* begin Passage given *
With Rondo and Jeff Green shipped out, trade ideas are running thin as the Feb 19 deadline approaches.

No doubt Ainge would love to shed an expiring contract or two in the form of Brandon Bass, Tayshaun Prince or Marcus Thornton. However, contenders have yet to come calling for the services of Boston’s veteran pieces. But maybe Ainge can use one of those contracts — along with one of his accumulated draft picks — to add a young talent that’s potentially now available.

JAZZ GET: Brandon Bass and Clippers 2015 first-round pick

CELTICS GET: Enes Kanter

Bass is in this deal simply to make the money match, but it achieves Ainge’s goal of moving an expiring veteran. The important part of the deal, however, is Kanter’s contract. He too is expiring at season’s end and there is no chance the Celtics would risk sending a first-rounder to Utah without assurance that Kanter has interest in remaining in Boston. For the sake of making the trade idea work, let’s say Kanter approves of being a Celtic past 2015.

Tyler Zeller (9.6 points, 5.5 rebounds) has had a solid season, but he is certainly not the starting center of the future. Kanter, who recently told reporters that he hopes to be traded, has the potential to be a valuable piece long-term. The former No. 3 overall pick is averaging 13.8 points and 7.8 rebounds while playing 27.1 minutes per game so far this season — those numbers would be an immediate upgrade at the center spot.
* end Passage given *
* begin Records *
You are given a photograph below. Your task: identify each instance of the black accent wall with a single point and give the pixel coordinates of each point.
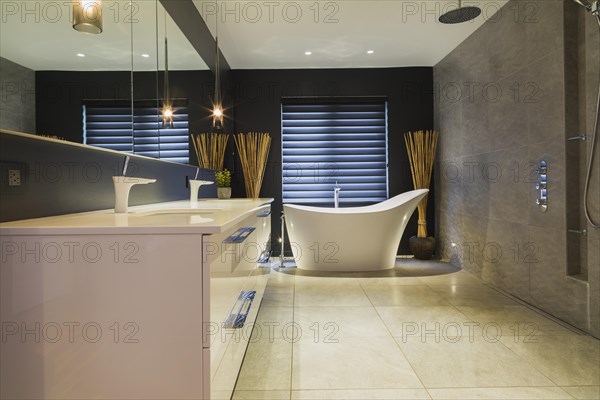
(253, 104)
(409, 92)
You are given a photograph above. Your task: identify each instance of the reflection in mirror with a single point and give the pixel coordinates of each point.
(60, 82)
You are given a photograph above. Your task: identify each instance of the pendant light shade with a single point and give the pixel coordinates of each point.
(217, 104)
(167, 111)
(87, 16)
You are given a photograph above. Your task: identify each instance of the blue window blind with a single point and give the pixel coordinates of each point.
(324, 143)
(109, 127)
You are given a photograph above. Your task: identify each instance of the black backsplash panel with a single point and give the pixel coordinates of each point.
(61, 178)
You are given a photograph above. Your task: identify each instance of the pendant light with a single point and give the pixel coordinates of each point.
(217, 105)
(167, 110)
(87, 16)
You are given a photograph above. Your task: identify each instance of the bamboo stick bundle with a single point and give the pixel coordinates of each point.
(421, 147)
(253, 149)
(210, 149)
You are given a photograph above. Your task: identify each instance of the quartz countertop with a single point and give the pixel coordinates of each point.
(178, 217)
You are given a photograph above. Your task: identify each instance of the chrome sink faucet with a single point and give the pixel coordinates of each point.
(123, 185)
(336, 195)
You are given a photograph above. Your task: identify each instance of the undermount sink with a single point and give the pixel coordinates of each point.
(176, 211)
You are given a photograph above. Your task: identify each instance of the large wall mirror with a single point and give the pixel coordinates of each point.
(99, 88)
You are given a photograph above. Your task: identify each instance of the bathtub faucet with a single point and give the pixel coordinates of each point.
(336, 195)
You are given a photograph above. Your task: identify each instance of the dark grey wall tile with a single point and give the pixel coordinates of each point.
(475, 126)
(522, 53)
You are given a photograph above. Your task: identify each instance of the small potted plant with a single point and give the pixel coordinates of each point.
(223, 184)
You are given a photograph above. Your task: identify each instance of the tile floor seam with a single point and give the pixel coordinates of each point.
(405, 356)
(529, 363)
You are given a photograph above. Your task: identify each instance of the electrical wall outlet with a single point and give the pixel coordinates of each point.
(14, 177)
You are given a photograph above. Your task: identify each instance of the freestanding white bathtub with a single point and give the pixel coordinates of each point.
(350, 239)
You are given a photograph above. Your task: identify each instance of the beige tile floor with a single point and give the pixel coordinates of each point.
(416, 337)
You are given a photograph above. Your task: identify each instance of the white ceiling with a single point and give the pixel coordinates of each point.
(400, 32)
(252, 35)
(52, 44)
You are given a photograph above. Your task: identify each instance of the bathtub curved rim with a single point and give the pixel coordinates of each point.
(385, 205)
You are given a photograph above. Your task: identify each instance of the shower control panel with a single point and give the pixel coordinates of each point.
(542, 186)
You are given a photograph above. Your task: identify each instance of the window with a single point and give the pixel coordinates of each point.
(109, 126)
(343, 141)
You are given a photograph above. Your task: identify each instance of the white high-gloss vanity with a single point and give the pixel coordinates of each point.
(123, 306)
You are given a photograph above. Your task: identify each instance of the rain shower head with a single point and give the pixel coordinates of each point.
(584, 4)
(461, 14)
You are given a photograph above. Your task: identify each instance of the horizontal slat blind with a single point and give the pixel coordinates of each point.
(111, 128)
(325, 143)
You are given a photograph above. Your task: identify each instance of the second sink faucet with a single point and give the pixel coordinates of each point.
(336, 195)
(123, 185)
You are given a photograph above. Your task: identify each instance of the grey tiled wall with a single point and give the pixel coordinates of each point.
(501, 108)
(17, 97)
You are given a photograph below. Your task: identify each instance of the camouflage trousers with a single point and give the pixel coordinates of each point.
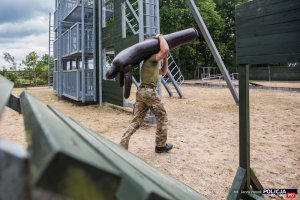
(147, 98)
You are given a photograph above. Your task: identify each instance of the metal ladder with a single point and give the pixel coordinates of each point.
(150, 27)
(131, 16)
(50, 48)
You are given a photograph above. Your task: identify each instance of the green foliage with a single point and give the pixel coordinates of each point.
(10, 59)
(35, 73)
(218, 16)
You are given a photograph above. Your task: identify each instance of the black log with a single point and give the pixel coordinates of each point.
(140, 51)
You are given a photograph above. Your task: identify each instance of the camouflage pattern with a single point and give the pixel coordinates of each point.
(147, 98)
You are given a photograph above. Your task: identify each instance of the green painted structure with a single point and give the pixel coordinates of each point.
(267, 31)
(66, 160)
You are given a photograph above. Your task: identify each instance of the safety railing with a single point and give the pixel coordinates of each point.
(55, 81)
(72, 84)
(69, 5)
(75, 40)
(66, 43)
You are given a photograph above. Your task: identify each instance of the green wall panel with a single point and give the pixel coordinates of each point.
(267, 31)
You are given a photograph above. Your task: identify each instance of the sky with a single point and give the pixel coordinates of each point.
(24, 26)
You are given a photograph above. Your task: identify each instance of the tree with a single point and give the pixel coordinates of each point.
(10, 59)
(189, 57)
(227, 12)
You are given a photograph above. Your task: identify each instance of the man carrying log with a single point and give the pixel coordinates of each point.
(148, 98)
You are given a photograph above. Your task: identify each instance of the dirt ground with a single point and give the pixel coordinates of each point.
(204, 129)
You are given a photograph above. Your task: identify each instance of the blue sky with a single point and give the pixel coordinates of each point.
(24, 27)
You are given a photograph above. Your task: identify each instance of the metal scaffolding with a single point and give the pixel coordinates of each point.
(73, 50)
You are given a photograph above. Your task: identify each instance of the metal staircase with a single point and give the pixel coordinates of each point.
(147, 26)
(50, 49)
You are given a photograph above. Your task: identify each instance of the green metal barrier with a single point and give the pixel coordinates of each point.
(69, 161)
(5, 89)
(60, 160)
(64, 152)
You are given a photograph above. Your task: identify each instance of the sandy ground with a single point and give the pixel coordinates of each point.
(204, 130)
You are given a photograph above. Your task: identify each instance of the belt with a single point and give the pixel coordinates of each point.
(147, 87)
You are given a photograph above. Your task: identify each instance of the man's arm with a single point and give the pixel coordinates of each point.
(164, 48)
(163, 70)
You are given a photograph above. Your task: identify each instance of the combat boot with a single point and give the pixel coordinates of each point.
(164, 149)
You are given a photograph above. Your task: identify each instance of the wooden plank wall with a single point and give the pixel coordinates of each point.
(112, 37)
(268, 31)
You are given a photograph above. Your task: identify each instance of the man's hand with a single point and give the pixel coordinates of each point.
(164, 47)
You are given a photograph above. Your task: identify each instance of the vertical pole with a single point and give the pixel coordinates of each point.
(83, 51)
(123, 19)
(244, 122)
(96, 50)
(212, 48)
(141, 20)
(100, 51)
(49, 43)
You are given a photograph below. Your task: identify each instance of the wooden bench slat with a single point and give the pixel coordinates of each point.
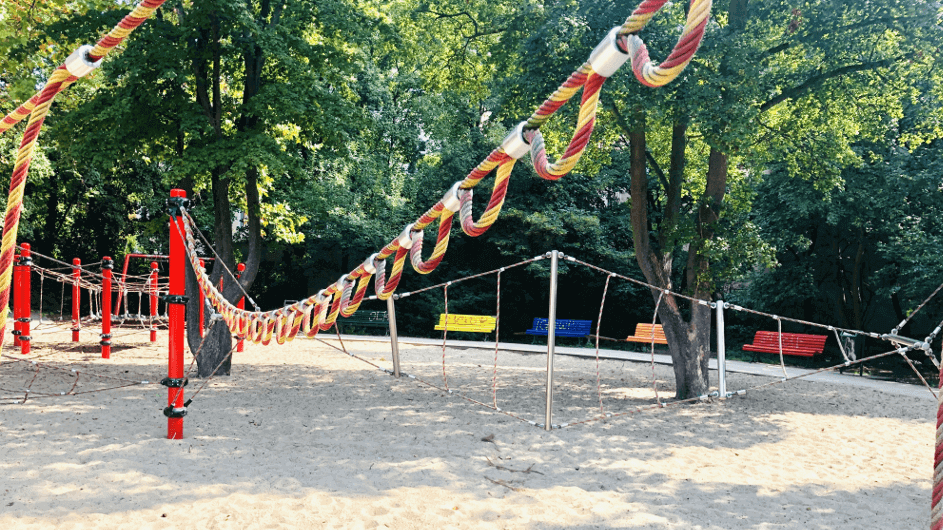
* end Records *
• **Tasks to complete**:
A) In the trade article, which players are named as expiring contracts that Ainge would love to shed?
B) Show every line of the rows that contains the string "sink".
The trade article and the rows have no connection to each other.

• **Written answers**:
A) Brandon Bass, Tayshaun Prince, and Marcus Thornton.

B)
You are given a photograph above. Your task: identify each instance of the chrome sink faucet with a single point and give the pixel coordinates of each point.
You are given a photograph above. Your task: identify each instance of the undermount sink with a single point and give the pixel coordinates of each point.
You are given a photograph above. Your task: identify each instance of the second sink faucet with a single point and give the pixel coordinates of each point.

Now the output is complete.